WHAT THE TASK ASKS —
Exactly the lines from the one containing "Please place a point on the team" through the end of the data below are to be reproduced, and nothing besides them.

PROVIDED DATA —
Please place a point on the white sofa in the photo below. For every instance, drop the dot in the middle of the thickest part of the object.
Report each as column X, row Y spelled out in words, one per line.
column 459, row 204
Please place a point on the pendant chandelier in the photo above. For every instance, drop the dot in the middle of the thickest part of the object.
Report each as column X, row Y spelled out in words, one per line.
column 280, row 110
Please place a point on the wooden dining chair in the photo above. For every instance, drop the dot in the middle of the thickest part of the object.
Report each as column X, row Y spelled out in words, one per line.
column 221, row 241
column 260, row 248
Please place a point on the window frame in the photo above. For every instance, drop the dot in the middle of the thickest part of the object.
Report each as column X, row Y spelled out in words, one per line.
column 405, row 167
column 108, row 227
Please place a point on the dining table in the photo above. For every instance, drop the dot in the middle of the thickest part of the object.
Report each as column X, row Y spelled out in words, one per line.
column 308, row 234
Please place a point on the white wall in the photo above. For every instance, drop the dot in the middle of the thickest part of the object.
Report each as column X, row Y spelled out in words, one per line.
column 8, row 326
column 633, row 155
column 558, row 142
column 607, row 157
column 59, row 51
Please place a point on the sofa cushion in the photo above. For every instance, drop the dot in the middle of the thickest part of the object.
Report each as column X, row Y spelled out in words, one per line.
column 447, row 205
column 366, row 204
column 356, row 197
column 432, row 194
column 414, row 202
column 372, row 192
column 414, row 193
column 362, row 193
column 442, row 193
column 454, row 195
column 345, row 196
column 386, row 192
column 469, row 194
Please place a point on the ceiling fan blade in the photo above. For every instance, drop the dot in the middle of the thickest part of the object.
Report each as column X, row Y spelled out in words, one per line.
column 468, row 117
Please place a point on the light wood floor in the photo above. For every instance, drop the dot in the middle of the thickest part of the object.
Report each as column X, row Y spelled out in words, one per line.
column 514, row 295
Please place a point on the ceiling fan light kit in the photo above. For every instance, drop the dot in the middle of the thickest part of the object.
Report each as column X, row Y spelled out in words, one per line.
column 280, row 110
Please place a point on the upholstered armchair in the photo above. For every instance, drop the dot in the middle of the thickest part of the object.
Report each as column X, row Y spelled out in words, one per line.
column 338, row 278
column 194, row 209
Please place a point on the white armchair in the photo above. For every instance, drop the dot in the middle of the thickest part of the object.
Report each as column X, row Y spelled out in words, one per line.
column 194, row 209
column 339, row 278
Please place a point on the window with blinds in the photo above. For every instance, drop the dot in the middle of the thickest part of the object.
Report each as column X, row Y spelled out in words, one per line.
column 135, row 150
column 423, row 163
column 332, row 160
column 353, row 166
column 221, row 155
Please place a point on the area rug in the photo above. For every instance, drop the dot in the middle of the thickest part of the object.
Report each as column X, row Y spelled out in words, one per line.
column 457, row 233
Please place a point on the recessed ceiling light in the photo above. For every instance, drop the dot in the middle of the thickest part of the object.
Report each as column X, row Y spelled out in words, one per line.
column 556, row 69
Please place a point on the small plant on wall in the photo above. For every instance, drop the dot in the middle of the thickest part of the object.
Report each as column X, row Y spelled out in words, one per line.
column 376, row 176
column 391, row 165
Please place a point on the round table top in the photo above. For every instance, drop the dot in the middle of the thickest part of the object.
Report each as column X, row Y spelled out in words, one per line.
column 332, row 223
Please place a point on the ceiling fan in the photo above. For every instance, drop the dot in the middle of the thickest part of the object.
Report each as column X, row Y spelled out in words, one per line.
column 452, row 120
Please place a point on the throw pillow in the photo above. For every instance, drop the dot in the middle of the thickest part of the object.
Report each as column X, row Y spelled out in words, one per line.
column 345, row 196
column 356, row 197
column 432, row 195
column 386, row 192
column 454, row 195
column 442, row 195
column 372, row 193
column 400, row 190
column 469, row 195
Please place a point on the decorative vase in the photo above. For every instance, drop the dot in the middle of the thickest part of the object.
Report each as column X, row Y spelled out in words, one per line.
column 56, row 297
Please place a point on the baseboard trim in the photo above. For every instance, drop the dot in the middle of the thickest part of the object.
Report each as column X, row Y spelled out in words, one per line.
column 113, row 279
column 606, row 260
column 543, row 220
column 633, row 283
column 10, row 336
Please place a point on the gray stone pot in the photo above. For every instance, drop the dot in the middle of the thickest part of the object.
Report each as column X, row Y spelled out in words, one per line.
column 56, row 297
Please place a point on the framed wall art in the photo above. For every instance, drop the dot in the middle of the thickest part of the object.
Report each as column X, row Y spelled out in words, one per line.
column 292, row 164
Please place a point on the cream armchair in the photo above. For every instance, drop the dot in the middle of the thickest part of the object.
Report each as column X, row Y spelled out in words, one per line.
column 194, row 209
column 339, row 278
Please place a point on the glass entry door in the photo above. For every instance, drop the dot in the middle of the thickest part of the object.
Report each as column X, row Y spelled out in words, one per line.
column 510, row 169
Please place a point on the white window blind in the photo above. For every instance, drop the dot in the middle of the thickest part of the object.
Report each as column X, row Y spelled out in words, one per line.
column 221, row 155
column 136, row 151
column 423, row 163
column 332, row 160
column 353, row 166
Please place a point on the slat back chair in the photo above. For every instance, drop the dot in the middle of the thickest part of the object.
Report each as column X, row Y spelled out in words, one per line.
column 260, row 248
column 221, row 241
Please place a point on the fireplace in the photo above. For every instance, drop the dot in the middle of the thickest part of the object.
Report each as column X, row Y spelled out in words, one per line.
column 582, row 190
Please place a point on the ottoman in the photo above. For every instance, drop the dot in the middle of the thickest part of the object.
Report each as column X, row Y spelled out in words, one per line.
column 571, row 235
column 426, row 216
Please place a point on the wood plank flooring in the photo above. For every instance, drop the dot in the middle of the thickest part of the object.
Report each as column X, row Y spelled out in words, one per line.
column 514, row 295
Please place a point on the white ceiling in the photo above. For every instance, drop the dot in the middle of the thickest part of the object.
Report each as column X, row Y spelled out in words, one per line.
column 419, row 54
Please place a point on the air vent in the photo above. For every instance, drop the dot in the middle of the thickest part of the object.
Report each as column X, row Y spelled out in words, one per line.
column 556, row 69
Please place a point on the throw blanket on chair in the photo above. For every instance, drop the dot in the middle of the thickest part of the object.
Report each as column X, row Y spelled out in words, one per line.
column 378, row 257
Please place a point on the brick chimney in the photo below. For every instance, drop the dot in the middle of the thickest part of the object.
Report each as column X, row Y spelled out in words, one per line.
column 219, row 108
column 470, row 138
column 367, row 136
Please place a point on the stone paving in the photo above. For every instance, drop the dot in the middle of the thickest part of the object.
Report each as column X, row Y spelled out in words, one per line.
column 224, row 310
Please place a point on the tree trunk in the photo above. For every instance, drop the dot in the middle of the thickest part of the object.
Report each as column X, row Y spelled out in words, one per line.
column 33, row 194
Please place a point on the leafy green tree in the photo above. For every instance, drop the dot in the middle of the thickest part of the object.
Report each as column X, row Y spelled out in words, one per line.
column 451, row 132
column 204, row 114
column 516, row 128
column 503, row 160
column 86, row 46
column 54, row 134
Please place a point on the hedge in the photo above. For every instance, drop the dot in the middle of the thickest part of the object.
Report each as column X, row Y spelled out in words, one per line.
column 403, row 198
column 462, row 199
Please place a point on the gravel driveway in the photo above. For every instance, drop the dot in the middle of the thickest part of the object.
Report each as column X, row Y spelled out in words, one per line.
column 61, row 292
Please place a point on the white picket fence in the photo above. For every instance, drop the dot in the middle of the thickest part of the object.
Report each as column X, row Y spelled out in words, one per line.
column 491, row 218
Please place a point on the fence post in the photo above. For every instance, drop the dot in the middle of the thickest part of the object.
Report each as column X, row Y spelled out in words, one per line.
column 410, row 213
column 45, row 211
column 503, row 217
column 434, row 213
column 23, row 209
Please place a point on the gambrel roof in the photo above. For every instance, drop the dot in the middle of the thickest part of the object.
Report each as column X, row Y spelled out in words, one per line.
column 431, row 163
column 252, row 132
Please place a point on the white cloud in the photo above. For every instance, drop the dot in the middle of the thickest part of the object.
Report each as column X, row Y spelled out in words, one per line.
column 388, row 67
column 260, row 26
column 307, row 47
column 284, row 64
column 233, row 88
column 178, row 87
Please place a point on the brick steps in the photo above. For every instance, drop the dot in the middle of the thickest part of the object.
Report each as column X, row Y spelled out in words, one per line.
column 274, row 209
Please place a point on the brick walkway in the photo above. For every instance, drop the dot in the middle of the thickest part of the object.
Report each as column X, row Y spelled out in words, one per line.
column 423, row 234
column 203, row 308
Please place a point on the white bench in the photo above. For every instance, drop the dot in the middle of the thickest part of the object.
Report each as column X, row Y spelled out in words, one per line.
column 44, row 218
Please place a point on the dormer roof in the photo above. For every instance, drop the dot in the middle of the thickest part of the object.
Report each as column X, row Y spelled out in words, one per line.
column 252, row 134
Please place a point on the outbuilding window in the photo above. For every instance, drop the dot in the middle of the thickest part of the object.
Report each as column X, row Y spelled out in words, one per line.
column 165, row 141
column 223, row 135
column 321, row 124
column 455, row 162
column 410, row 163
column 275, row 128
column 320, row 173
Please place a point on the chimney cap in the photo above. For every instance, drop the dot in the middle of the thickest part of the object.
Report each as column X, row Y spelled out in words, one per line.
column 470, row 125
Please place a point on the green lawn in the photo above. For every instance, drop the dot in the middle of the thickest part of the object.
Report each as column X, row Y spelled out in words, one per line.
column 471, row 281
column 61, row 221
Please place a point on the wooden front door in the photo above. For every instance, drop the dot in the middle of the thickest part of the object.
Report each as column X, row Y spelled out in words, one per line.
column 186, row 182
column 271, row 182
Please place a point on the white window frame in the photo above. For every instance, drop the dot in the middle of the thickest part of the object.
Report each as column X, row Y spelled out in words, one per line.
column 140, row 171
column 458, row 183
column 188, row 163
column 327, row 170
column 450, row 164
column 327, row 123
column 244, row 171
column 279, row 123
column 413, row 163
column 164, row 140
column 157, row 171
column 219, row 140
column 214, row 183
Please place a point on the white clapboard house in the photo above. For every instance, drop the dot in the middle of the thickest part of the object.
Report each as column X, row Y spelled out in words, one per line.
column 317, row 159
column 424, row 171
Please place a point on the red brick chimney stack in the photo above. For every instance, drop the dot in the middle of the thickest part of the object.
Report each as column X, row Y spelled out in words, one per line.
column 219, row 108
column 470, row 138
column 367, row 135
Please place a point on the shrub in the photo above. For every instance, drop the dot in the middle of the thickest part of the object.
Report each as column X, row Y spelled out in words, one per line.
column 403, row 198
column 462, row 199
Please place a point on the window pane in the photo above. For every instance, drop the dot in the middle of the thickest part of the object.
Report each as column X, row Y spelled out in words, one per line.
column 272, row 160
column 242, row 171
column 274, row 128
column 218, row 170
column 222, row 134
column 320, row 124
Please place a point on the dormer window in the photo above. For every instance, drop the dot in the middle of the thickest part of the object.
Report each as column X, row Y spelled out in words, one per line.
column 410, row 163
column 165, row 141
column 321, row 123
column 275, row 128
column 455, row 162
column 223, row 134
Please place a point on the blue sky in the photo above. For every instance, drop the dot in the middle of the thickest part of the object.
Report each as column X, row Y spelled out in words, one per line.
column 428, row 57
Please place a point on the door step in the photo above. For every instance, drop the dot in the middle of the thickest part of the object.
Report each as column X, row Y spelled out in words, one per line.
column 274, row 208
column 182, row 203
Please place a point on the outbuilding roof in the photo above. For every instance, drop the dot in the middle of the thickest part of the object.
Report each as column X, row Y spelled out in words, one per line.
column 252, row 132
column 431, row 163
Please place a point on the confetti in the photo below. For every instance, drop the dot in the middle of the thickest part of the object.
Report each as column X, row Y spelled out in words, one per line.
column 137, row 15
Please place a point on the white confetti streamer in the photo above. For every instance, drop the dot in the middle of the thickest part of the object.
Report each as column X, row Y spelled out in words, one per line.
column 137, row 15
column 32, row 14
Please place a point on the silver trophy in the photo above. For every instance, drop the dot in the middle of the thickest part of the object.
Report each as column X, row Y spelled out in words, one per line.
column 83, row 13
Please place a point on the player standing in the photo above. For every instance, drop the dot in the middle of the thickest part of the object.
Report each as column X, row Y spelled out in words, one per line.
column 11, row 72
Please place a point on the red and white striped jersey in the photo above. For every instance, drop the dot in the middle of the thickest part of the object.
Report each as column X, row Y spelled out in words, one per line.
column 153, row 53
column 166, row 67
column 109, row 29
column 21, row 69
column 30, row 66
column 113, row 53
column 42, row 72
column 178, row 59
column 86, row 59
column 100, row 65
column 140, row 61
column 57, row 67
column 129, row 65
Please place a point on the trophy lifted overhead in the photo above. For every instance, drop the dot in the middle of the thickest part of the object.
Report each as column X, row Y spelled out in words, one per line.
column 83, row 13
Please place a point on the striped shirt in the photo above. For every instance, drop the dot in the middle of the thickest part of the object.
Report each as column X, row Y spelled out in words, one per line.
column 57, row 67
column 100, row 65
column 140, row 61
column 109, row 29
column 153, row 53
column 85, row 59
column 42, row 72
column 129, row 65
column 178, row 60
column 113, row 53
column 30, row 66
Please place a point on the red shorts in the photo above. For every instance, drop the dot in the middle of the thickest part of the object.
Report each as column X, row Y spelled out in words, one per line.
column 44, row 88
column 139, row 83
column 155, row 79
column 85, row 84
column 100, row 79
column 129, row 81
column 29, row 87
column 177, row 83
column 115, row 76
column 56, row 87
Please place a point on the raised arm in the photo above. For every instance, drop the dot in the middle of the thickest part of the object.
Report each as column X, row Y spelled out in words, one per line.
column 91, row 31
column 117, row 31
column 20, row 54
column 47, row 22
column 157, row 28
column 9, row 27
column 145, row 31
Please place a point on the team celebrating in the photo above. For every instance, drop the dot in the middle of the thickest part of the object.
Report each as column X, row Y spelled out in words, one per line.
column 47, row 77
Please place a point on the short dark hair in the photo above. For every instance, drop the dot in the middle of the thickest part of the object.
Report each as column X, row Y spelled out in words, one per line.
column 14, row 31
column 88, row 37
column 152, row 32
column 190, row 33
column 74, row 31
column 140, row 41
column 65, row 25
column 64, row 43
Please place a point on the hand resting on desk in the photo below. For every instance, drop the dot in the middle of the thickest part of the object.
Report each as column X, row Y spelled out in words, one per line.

FULL RESPONSE —
Please place a point on the team celebrating in the photo above. For every instance, drop the dot in the middle of the thickest part of the object.
Report each as column X, row Y spelled out in words, one per line.
column 47, row 77
Please place a point on the short dark hair in the photo above. For every instance, drop the dot in the middle of the thickest part of the object.
Report each as column X, row Y spelled out in words, one per line.
column 14, row 31
column 88, row 37
column 152, row 32
column 190, row 33
column 74, row 31
column 140, row 41
column 65, row 25
column 64, row 43
Please place a point on the hand resting on desk in the photo below. For every instance, drop the dot in the middle of the thickest part of the object.
Report each as column X, row Y spelled out in words, one per line.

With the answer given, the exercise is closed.